### Information shown

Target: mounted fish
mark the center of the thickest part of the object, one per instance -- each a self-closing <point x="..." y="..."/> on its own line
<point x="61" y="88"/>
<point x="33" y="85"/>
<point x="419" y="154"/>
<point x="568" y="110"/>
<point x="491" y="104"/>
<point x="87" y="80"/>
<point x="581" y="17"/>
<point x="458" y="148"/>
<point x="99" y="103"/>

### Goal of the exercise
Your response must contain all of the records, copied exactly.

### Answer to this task
Target: mounted fish
mark the center of the thickest part of the object, one per instance -- each a self-closing <point x="..." y="..."/> on its own line
<point x="61" y="88"/>
<point x="33" y="85"/>
<point x="419" y="154"/>
<point x="568" y="110"/>
<point x="491" y="104"/>
<point x="87" y="80"/>
<point x="581" y="17"/>
<point x="458" y="148"/>
<point x="99" y="103"/>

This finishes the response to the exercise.